— begin AVAILABLE RECORDS —
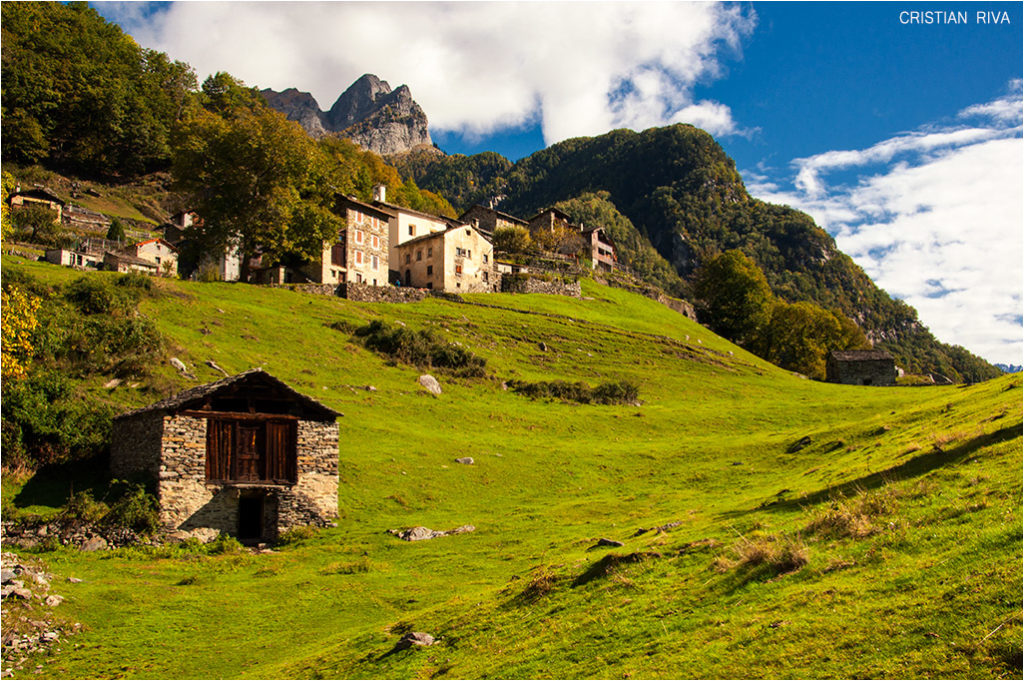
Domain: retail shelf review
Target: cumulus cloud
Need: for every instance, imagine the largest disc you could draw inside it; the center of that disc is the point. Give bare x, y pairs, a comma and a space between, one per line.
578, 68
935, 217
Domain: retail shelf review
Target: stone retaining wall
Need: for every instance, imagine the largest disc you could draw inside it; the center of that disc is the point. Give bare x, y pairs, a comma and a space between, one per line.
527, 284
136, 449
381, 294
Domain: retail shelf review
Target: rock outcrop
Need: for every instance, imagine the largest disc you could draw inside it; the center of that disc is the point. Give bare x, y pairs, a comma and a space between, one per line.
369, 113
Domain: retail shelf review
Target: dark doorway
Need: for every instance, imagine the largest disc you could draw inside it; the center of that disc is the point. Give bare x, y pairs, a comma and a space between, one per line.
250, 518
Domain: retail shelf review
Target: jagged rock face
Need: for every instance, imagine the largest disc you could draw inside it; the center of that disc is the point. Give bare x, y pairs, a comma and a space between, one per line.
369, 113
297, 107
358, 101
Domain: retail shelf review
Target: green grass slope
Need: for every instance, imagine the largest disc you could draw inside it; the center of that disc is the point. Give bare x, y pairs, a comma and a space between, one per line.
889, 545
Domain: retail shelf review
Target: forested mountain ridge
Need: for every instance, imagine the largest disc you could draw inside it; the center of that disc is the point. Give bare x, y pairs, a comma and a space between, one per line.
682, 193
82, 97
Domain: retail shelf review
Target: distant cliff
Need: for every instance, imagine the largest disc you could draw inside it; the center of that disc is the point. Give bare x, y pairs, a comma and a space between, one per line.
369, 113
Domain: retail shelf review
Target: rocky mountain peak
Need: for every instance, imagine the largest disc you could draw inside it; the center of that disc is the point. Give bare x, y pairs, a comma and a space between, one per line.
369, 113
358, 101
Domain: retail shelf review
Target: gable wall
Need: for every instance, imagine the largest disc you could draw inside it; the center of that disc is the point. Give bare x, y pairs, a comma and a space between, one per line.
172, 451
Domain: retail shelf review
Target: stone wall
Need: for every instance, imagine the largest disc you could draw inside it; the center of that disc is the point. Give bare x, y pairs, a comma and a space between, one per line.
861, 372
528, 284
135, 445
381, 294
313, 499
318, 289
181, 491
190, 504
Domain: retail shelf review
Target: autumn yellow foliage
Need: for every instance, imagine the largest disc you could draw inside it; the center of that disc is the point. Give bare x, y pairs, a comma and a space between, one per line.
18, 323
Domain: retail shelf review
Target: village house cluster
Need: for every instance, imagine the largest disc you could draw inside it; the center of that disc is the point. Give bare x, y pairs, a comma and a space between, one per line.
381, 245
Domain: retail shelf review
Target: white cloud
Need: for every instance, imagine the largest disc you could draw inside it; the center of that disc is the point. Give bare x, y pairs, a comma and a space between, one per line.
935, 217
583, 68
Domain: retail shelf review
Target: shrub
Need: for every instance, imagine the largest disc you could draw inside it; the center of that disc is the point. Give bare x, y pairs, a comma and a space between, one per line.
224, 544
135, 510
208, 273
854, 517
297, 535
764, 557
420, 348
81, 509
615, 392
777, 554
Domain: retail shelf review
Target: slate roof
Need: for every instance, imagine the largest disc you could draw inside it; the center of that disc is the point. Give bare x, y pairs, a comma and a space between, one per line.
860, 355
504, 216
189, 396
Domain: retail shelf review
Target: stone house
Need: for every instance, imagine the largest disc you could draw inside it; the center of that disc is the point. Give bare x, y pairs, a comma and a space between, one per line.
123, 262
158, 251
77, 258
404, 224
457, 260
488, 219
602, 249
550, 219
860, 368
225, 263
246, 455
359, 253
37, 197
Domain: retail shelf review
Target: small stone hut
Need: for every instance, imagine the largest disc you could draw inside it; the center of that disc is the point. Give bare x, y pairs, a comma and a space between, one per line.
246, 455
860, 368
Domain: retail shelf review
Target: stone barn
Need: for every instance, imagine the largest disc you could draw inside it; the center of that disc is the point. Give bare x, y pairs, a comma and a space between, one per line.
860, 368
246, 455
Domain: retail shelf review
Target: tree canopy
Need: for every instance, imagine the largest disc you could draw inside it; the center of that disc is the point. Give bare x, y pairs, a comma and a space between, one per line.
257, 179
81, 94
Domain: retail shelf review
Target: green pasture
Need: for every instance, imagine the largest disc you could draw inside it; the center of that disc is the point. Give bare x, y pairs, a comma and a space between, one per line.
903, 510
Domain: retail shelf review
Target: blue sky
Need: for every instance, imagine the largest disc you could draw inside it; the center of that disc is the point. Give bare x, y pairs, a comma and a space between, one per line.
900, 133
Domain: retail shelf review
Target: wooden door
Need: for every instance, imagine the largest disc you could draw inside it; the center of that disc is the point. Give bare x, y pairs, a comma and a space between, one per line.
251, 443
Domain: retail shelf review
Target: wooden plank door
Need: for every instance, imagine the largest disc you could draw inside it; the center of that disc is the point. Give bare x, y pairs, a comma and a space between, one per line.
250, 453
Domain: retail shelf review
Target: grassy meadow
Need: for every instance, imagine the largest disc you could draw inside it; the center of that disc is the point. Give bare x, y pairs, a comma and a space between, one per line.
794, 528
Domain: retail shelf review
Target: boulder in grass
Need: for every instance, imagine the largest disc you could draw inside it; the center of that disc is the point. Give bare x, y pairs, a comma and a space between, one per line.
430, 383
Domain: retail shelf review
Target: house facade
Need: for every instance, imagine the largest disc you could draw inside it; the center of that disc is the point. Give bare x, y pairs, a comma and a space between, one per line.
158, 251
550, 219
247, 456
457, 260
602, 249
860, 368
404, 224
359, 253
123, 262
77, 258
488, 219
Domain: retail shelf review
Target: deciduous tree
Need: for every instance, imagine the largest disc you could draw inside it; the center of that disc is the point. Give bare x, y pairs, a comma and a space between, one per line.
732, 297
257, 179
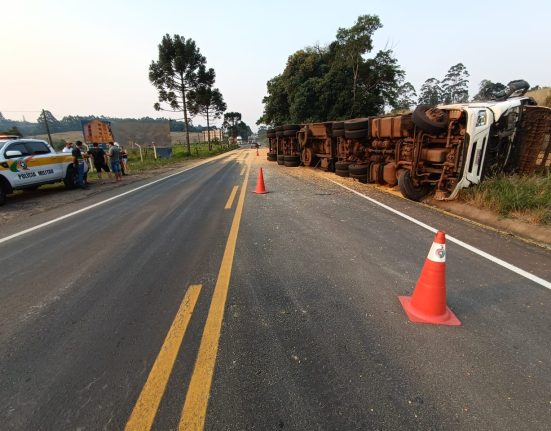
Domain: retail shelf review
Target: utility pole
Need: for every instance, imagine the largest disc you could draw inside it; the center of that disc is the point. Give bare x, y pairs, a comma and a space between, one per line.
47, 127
— end AVAILABLE RECORDS —
REQUIREMENT:
Give an exact reproduction of every line, leaving out any picture.

SOLUTION FOR THIS TASK:
Domain: retail shelf review
Target: cumulus cloud
Need: for every instance, imagine the largest disc you could draw inside it; the center of that disc is the point. Give bare x, y pairs, a comma and a space between, one per line.
578, 68
935, 217
Domain: retail shelf review
Target: stone retaining wall
Need: for every instance, imagine the largest disc you could draw inside it; the center of that disc is the point. Give bare x, y pairs, a comma and a space between, one per line.
527, 284
136, 449
381, 294
Domain: retail shelf review
Target: rock outcrop
Need: for every instance, imagine the largest disc you could draw inside it; the center of that disc is the point. Give bare x, y pairs, a comma and a space between, one per line.
369, 113
Domain: retail shelf review
Target: dark doorway
Need: for every instance, imagine the largest disc you could draw inside it; the center of that disc is the point. Give bare x, y pairs, a comma and a space between, one per line.
250, 518
Domain: retail shelf review
Target: jagged rock face
Need: for every instance, imagine the largest disc you could draw inside it; the center of that disc is the point. Give bare x, y pairs, a comma and a space between, one per line.
369, 113
297, 107
358, 101
Domain: retail shelf review
Target: green grass slope
Need: for every instance, imagine the largest disc you could draw inside it; the center of that disc is the point. Give bare x, y pairs, a comma and a space between, one per line.
889, 545
Domain: retail shelf review
Target: forested mountain ridge
Need: for every instance, imagine the largest disc you could draw inside it; the center of that disc is the point. Give bare x, y pairs, a comma and a space between, one per line.
682, 193
82, 97
Domain: retail shelf review
Target: distant cliff
Need: for every instance, imagine the largest disc you could draw inside it; the center of that disc is the point. Give bare x, y pairs, a comma and a space between, one per line.
369, 113
Domain: retail shelf review
Target: rocky mountain peak
Need: for every instance, imagine the largest disc you could draw inside it; the center of that disc is the point. Give bare x, y pairs, a comma and a space between, one per line.
369, 113
358, 101
Domain: retail shelf review
Target: gable wall
Need: for every instance, imagine the largest disc you could draw inside it; the center of that disc is the point. Give bare x, y pairs, a comma and a space between, one per line.
172, 451
Domain: retail shelf review
Target: stone wall
Need: for every instance, imagine the largest disc you could draw inside it; the center of that disc is the point. Give bare x, y pairs, a comma and a space between, one per line.
861, 372
528, 284
135, 445
381, 294
313, 499
318, 289
181, 491
190, 504
Domain: retail shelf review
Target: autumn yellow foliage
Need: for every instance, imagine the largest disc you could draw inside it; the center of that disc is the point. Give bare x, y pairs, a comma and a space between, one per line.
18, 323
Domain: retail shelf review
Target: village house cluster
Need: for every instance, imagine the largest disc you could draw inside it; the center of that disc is the point. Give bare x, y pairs, a comma and a space between, one per line.
381, 245
Domain: retail shelf review
Target: white cloud
Need: for every instance, imagine the largest disc you could draw inside it; the center of that disc is the point. Give bare x, y pairs, a comma and a space between, one per line.
935, 217
583, 68
Domain: retail shelf review
Target: shrub
Need: for every instance, imagine the largest disc you could draw inside it; the center of that disc is the point. Give bare x, y pairs, a comma and a space between, one per line.
224, 544
135, 510
208, 273
854, 517
297, 535
764, 557
420, 348
81, 509
615, 392
777, 554
Domain: retail shelf review
Target: slate roof
Need: for every instance, imagine the largest disc you could draw inside it; the center of that disc is the point. Give bare x, y pairs, a comma and a space between, one per line.
860, 355
504, 216
189, 396
Domain: retail shelf review
Target: stone house
Need: for every instance, imagine the largest disc you could draw inside it; the center of that disc is the point. Give bare x, y pairs, a comma and a space between, one per line.
123, 262
158, 251
77, 258
404, 224
457, 260
488, 219
602, 249
550, 219
860, 368
225, 263
246, 455
359, 253
37, 197
Domain: retail shelf review
Target: small stone hut
Need: for every instance, imagine the largest disc you could draw inside it; the center of that disc is the point. Give bare x, y pairs, a comma and a space between, one per line.
246, 455
860, 368
Domain: retail shelf review
Target: stone barn
Need: for every instance, imagine the largest disc you could draw inside it; the center of that disc is the point. Give bare x, y pairs, a comma and a space between, one per line.
860, 368
246, 455
Domain: retail shelf review
Target: tree canopy
Need: for every instance, imagine the largest disc you could draw inside it; the center of that disc is the point. Give bare x, y pairs, a comma and a space between, one per line.
257, 179
81, 94
Domain: retail shelf review
Target: green pasture
Need: for every instance, imagine the largest disc you could draw inside it; the center of that disc is the point. Give bare x, y pairs, a comma and a space between, one per line.
903, 510
Domain: retail shelf review
Target: blue sky
Need: for every instance, imagine the largest disc you could draw inside it; the center of that disc is the point. Give bare x, y pairs, a comma and a space between, one per line.
900, 133
Domain: retail shelf review
Target: wooden door
Need: for every instance, imagine the largest disc you could draw inside it; the center of that disc is the point. Give bare x, y pairs, a comma and a space between, one per line.
251, 443
Domain: retail shelf review
Target: wooden plank door
Need: for every instance, imagine the largest disc you could draw inside it; the center of that disc is the point. Give bare x, y pairs, a comma and a space between, one per line.
250, 453
Domain: retail shelf review
Target: grassy meadow
Need: for every instance, imagine the largest disc you could draw inside it; the center of that disc is the point. Give bare x, y pairs, a comma and a space between, one per line.
794, 528
Domain: retail shelf review
Target: boulder in grass
Need: for every instance, imagine the largest disc you could draw inside it; the center of that disc is the point. Give bare x, y pairs, a comma and a space between, one per line.
430, 383
Domain: retail shelf review
Target: house facade
Need: for every instance, imagine the largest disc you could draw inside it; the center of that disc is the point. Give bare x, y pairs, a comma and a space between, one per line.
158, 251
550, 219
247, 456
457, 260
602, 249
860, 368
404, 224
359, 253
123, 262
77, 258
488, 219
Domain: retail shelf review
Target: deciduous tree
Need: for every instance, imagine the largest disc you could draw inside it; the center of that disc is the point. Give bare x, y pairs, a comma and a space between, one per line.
732, 297
257, 179
Domain: retail shelf review
Target: utility pole
Need: for every instance, imagine the largest disc you could draw inside it; the center of that disc is the point. Give bare x, y pairs, a comma and a space between, one per line.
47, 127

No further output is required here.